═══ Material provided

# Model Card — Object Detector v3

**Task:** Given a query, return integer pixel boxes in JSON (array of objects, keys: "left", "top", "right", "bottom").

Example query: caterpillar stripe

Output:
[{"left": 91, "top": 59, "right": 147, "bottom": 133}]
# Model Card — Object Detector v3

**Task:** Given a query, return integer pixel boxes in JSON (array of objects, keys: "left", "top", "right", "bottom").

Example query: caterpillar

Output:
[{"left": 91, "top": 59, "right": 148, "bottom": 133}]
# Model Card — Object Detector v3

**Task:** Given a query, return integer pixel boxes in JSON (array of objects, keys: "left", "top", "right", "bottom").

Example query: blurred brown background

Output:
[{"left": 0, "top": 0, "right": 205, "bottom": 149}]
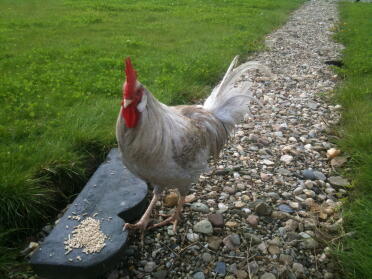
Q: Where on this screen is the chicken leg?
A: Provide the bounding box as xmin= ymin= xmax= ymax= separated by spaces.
xmin=123 ymin=191 xmax=160 ymax=240
xmin=150 ymin=195 xmax=185 ymax=232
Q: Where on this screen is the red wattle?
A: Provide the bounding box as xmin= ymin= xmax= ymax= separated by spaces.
xmin=123 ymin=105 xmax=140 ymax=128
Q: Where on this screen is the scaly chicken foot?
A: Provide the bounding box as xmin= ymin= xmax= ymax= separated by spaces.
xmin=150 ymin=196 xmax=185 ymax=232
xmin=123 ymin=191 xmax=160 ymax=241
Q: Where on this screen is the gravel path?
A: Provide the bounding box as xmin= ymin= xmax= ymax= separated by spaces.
xmin=113 ymin=0 xmax=347 ymax=279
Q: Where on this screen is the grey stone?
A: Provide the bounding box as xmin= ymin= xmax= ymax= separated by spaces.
xmin=223 ymin=233 xmax=240 ymax=250
xmin=255 ymin=202 xmax=272 ymax=216
xmin=267 ymin=192 xmax=280 ymax=201
xmin=202 ymin=252 xmax=212 ymax=263
xmin=143 ymin=262 xmax=156 ymax=272
xmin=302 ymin=169 xmax=316 ymax=180
xmin=190 ymin=202 xmax=209 ymax=213
xmin=279 ymin=254 xmax=293 ymax=266
xmin=192 ymin=271 xmax=205 ymax=279
xmin=278 ymin=204 xmax=294 ymax=213
xmin=208 ymin=213 xmax=225 ymax=228
xmin=193 ymin=220 xmax=213 ymax=234
xmin=292 ymin=263 xmax=305 ymax=275
xmin=302 ymin=238 xmax=319 ymax=249
xmin=208 ymin=236 xmax=222 ymax=251
xmin=244 ymin=233 xmax=262 ymax=245
xmin=31 ymin=148 xmax=147 ymax=279
xmin=314 ymin=171 xmax=327 ymax=181
xmin=247 ymin=214 xmax=259 ymax=227
xmin=214 ymin=262 xmax=226 ymax=276
xmin=328 ymin=176 xmax=350 ymax=187
xmin=152 ymin=270 xmax=168 ymax=279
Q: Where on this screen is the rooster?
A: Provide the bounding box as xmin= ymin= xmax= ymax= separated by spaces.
xmin=116 ymin=57 xmax=252 ymax=237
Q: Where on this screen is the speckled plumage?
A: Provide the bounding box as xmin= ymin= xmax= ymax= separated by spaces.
xmin=116 ymin=58 xmax=254 ymax=195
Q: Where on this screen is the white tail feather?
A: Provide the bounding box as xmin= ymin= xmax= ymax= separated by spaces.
xmin=203 ymin=56 xmax=257 ymax=131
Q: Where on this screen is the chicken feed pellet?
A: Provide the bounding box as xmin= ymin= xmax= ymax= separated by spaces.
xmin=64 ymin=217 xmax=107 ymax=254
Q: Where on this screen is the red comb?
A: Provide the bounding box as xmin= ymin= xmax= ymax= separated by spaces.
xmin=125 ymin=57 xmax=137 ymax=98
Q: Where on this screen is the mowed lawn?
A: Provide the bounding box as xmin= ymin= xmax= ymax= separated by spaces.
xmin=336 ymin=3 xmax=372 ymax=279
xmin=0 ymin=0 xmax=303 ymax=262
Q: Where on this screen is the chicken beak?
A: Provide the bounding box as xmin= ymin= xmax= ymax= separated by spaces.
xmin=123 ymin=99 xmax=133 ymax=108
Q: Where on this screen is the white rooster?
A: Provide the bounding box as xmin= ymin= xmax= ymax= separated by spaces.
xmin=116 ymin=57 xmax=252 ymax=236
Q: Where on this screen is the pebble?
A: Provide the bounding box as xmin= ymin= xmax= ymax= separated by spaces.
xmin=302 ymin=238 xmax=319 ymax=249
xmin=186 ymin=233 xmax=200 ymax=242
xmin=235 ymin=269 xmax=248 ymax=279
xmin=328 ymin=176 xmax=350 ymax=187
xmin=314 ymin=171 xmax=327 ymax=181
xmin=280 ymin=155 xmax=293 ymax=164
xmin=208 ymin=213 xmax=225 ymax=228
xmin=164 ymin=192 xmax=178 ymax=207
xmin=152 ymin=270 xmax=168 ymax=279
xmin=278 ymin=204 xmax=294 ymax=213
xmin=257 ymin=242 xmax=267 ymax=254
xmin=143 ymin=262 xmax=156 ymax=272
xmin=193 ymin=220 xmax=213 ymax=234
xmin=208 ymin=236 xmax=222 ymax=251
xmin=267 ymin=245 xmax=280 ymax=255
xmin=214 ymin=262 xmax=226 ymax=276
xmin=288 ymin=201 xmax=300 ymax=210
xmin=244 ymin=233 xmax=262 ymax=245
xmin=192 ymin=271 xmax=205 ymax=279
xmin=279 ymin=254 xmax=293 ymax=266
xmin=247 ymin=214 xmax=259 ymax=227
xmin=223 ymin=233 xmax=240 ymax=250
xmin=218 ymin=203 xmax=229 ymax=213
xmin=234 ymin=201 xmax=246 ymax=208
xmin=285 ymin=219 xmax=298 ymax=232
xmin=327 ymin=148 xmax=341 ymax=160
xmin=190 ymin=202 xmax=209 ymax=213
xmin=302 ymin=169 xmax=316 ymax=180
xmin=225 ymin=221 xmax=238 ymax=228
xmin=292 ymin=263 xmax=305 ymax=275
xmin=202 ymin=252 xmax=212 ymax=263
xmin=255 ymin=202 xmax=272 ymax=216
xmin=331 ymin=156 xmax=347 ymax=168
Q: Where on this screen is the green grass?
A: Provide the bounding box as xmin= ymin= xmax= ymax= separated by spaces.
xmin=336 ymin=3 xmax=372 ymax=279
xmin=0 ymin=0 xmax=303 ymax=276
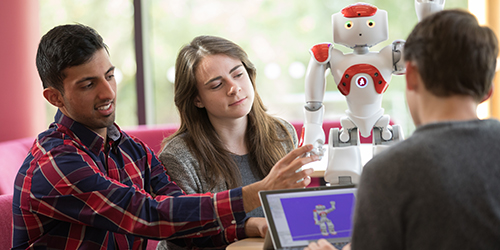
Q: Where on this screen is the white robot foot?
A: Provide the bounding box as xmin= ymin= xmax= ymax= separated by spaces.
xmin=373 ymin=125 xmax=404 ymax=155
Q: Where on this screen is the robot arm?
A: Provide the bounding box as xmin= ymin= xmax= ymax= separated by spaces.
xmin=301 ymin=43 xmax=333 ymax=157
xmin=415 ymin=0 xmax=445 ymax=22
xmin=313 ymin=210 xmax=319 ymax=225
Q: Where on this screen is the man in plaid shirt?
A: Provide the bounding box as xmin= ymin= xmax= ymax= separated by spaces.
xmin=13 ymin=25 xmax=317 ymax=249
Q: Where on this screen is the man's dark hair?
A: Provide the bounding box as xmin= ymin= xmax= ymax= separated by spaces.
xmin=36 ymin=24 xmax=107 ymax=93
xmin=404 ymin=10 xmax=498 ymax=101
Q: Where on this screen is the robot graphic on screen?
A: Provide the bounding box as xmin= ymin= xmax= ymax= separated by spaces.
xmin=301 ymin=0 xmax=444 ymax=184
xmin=313 ymin=201 xmax=337 ymax=236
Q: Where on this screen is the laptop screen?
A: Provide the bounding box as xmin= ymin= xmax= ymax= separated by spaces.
xmin=260 ymin=185 xmax=356 ymax=248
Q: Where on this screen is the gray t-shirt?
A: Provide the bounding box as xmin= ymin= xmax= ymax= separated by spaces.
xmin=157 ymin=119 xmax=297 ymax=250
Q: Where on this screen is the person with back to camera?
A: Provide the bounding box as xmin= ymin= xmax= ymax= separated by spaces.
xmin=308 ymin=10 xmax=500 ymax=250
xmin=157 ymin=36 xmax=297 ymax=249
xmin=12 ymin=25 xmax=315 ymax=250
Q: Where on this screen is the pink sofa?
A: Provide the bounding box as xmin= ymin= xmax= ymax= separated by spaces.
xmin=0 ymin=121 xmax=371 ymax=194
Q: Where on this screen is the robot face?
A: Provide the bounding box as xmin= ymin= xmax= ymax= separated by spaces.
xmin=316 ymin=205 xmax=325 ymax=211
xmin=332 ymin=3 xmax=389 ymax=48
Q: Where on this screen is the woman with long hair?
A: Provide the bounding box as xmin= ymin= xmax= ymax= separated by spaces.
xmin=158 ymin=36 xmax=297 ymax=249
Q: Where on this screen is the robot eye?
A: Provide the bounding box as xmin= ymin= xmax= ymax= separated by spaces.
xmin=366 ymin=19 xmax=375 ymax=28
xmin=345 ymin=21 xmax=352 ymax=30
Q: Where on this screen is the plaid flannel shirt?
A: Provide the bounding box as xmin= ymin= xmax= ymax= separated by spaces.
xmin=12 ymin=111 xmax=246 ymax=249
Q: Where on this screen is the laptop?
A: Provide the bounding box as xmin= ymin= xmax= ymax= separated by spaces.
xmin=259 ymin=185 xmax=356 ymax=249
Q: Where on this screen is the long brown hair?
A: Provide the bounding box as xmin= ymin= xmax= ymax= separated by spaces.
xmin=162 ymin=36 xmax=294 ymax=188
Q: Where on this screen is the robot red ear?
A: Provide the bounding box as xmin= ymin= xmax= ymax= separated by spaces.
xmin=341 ymin=3 xmax=377 ymax=17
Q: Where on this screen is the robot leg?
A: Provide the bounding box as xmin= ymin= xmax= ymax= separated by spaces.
xmin=300 ymin=105 xmax=325 ymax=158
xmin=325 ymin=128 xmax=362 ymax=184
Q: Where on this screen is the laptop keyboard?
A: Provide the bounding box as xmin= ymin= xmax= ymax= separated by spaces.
xmin=332 ymin=241 xmax=349 ymax=250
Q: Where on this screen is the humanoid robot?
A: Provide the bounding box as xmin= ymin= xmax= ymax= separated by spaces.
xmin=313 ymin=201 xmax=337 ymax=236
xmin=302 ymin=0 xmax=444 ymax=184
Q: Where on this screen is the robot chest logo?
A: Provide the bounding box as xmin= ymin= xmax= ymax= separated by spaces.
xmin=356 ymin=76 xmax=368 ymax=88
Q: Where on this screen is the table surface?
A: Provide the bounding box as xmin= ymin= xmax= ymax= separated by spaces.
xmin=302 ymin=143 xmax=373 ymax=177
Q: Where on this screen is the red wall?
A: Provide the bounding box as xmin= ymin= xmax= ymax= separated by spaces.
xmin=0 ymin=0 xmax=46 ymax=141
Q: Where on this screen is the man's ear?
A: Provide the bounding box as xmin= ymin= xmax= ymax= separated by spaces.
xmin=194 ymin=96 xmax=205 ymax=108
xmin=43 ymin=87 xmax=64 ymax=108
xmin=405 ymin=62 xmax=420 ymax=91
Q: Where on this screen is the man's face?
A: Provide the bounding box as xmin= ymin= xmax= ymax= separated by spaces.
xmin=58 ymin=49 xmax=116 ymax=137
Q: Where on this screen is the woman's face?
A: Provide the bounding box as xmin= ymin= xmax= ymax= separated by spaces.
xmin=194 ymin=54 xmax=255 ymax=123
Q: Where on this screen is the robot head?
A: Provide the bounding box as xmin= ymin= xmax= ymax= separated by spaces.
xmin=332 ymin=3 xmax=389 ymax=48
xmin=415 ymin=0 xmax=445 ymax=21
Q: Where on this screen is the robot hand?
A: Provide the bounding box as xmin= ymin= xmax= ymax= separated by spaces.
xmin=415 ymin=0 xmax=445 ymax=22
xmin=330 ymin=201 xmax=335 ymax=208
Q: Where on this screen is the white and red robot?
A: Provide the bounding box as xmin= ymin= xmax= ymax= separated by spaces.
xmin=302 ymin=0 xmax=444 ymax=184
xmin=313 ymin=201 xmax=337 ymax=236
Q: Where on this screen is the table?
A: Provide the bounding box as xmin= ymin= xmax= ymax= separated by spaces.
xmin=226 ymin=238 xmax=264 ymax=250
xmin=302 ymin=143 xmax=373 ymax=178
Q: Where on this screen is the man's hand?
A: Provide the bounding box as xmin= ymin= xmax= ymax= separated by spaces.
xmin=304 ymin=239 xmax=351 ymax=250
xmin=242 ymin=144 xmax=318 ymax=212
xmin=245 ymin=217 xmax=268 ymax=238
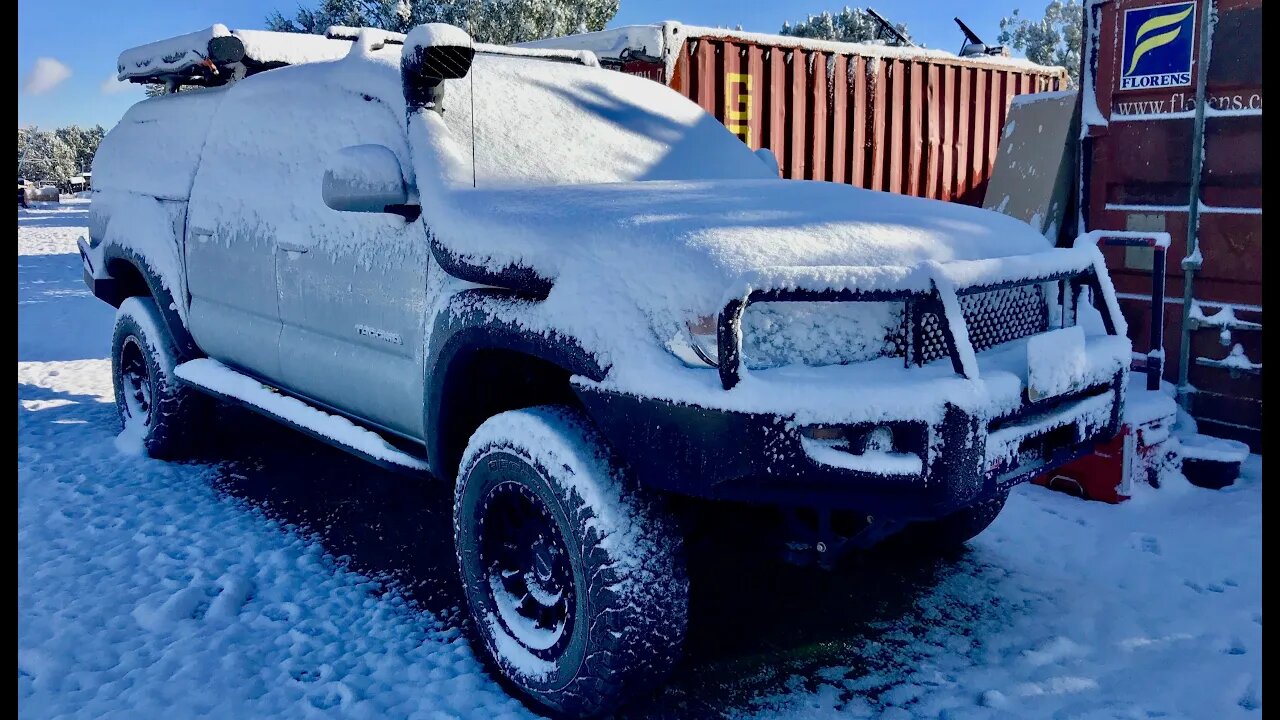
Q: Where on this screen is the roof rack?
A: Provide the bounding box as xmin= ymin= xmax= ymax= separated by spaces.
xmin=324 ymin=26 xmax=599 ymax=67
xmin=116 ymin=24 xmax=599 ymax=92
xmin=116 ymin=24 xmax=358 ymax=87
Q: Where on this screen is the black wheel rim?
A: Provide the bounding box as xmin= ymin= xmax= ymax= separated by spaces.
xmin=476 ymin=482 xmax=575 ymax=660
xmin=120 ymin=336 xmax=151 ymax=423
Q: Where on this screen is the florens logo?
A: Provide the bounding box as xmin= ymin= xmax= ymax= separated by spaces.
xmin=1120 ymin=3 xmax=1196 ymax=90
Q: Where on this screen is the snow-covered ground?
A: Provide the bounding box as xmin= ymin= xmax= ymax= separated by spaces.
xmin=18 ymin=201 xmax=1262 ymax=720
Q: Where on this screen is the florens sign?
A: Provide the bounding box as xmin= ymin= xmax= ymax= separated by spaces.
xmin=1120 ymin=3 xmax=1196 ymax=90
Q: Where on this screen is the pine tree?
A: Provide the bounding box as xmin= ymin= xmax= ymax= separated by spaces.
xmin=18 ymin=126 xmax=78 ymax=186
xmin=998 ymin=0 xmax=1084 ymax=85
xmin=54 ymin=126 xmax=105 ymax=173
xmin=780 ymin=6 xmax=911 ymax=45
xmin=266 ymin=0 xmax=620 ymax=45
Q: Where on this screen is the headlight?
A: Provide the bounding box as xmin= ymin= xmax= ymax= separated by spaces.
xmin=667 ymin=315 xmax=719 ymax=368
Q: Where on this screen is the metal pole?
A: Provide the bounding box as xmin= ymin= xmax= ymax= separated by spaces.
xmin=1178 ymin=0 xmax=1215 ymax=411
xmin=1147 ymin=245 xmax=1165 ymax=392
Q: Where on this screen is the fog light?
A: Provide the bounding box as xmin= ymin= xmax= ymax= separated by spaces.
xmin=863 ymin=425 xmax=893 ymax=452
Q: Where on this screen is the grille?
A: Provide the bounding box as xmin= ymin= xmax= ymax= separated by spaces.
xmin=920 ymin=284 xmax=1048 ymax=363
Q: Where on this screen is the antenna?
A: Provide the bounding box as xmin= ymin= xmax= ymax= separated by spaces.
xmin=867 ymin=8 xmax=915 ymax=47
xmin=467 ymin=0 xmax=476 ymax=190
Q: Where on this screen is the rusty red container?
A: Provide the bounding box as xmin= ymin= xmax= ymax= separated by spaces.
xmin=527 ymin=23 xmax=1066 ymax=205
xmin=1079 ymin=0 xmax=1262 ymax=451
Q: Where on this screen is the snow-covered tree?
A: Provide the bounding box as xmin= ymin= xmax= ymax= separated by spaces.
xmin=780 ymin=6 xmax=911 ymax=45
xmin=18 ymin=126 xmax=81 ymax=184
xmin=54 ymin=126 xmax=105 ymax=172
xmin=998 ymin=0 xmax=1084 ymax=86
xmin=266 ymin=0 xmax=620 ymax=45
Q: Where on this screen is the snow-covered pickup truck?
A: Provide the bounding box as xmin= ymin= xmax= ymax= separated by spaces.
xmin=81 ymin=26 xmax=1130 ymax=716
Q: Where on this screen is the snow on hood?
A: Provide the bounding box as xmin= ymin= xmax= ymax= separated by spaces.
xmin=429 ymin=179 xmax=1050 ymax=312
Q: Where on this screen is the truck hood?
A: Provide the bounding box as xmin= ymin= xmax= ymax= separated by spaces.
xmin=424 ymin=179 xmax=1080 ymax=358
xmin=445 ymin=179 xmax=1050 ymax=286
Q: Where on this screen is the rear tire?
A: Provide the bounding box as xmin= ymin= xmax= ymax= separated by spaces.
xmin=453 ymin=406 xmax=689 ymax=717
xmin=111 ymin=297 xmax=209 ymax=459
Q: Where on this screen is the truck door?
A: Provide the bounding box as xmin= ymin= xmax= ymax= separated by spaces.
xmin=183 ymin=78 xmax=282 ymax=380
xmin=256 ymin=77 xmax=429 ymax=438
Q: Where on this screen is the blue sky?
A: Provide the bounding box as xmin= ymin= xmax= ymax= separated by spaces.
xmin=18 ymin=0 xmax=1024 ymax=127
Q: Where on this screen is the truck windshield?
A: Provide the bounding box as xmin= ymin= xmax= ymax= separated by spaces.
xmin=444 ymin=54 xmax=776 ymax=187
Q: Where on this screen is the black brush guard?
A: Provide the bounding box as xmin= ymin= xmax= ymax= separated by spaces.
xmin=716 ymin=268 xmax=1116 ymax=389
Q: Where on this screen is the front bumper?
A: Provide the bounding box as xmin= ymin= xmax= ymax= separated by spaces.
xmin=576 ymin=372 xmax=1125 ymax=521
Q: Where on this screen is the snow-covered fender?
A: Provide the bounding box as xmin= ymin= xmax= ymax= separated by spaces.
xmin=428 ymin=232 xmax=552 ymax=297
xmin=78 ymin=238 xmax=204 ymax=361
xmin=424 ymin=288 xmax=608 ymax=478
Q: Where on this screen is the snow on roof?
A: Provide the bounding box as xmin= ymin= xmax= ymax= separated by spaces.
xmin=116 ymin=23 xmax=352 ymax=81
xmin=232 ymin=29 xmax=352 ymax=65
xmin=404 ymin=23 xmax=472 ymax=47
xmin=116 ymin=23 xmax=598 ymax=82
xmin=115 ymin=23 xmax=232 ymax=81
xmin=520 ymin=20 xmax=1066 ymax=77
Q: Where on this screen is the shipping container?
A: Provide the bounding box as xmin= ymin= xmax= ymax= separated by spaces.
xmin=1078 ymin=0 xmax=1262 ymax=451
xmin=525 ymin=22 xmax=1066 ymax=205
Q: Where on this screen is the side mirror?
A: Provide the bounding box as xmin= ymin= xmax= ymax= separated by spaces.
xmin=320 ymin=145 xmax=421 ymax=222
xmin=755 ymin=147 xmax=780 ymax=176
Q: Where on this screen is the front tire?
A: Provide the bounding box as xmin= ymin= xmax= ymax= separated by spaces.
xmin=111 ymin=297 xmax=207 ymax=459
xmin=453 ymin=406 xmax=689 ymax=717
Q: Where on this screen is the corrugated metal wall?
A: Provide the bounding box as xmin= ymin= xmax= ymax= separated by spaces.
xmin=671 ymin=37 xmax=1065 ymax=205
xmin=1080 ymin=0 xmax=1265 ymax=450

══════

**What you are asked to do**
Can you write out the records from the line containing "Q: Where on this screen is the corrugated" through the end of the records, replacing "metal" with "steel" and leaving everything else unchanged?

**Answer in full**
Q: Where on this screen is the corrugated steel wall?
A: Provide the bounding box as xmin= ymin= xmax= ymax= separated by spaces.
xmin=671 ymin=37 xmax=1065 ymax=205
xmin=1080 ymin=0 xmax=1265 ymax=450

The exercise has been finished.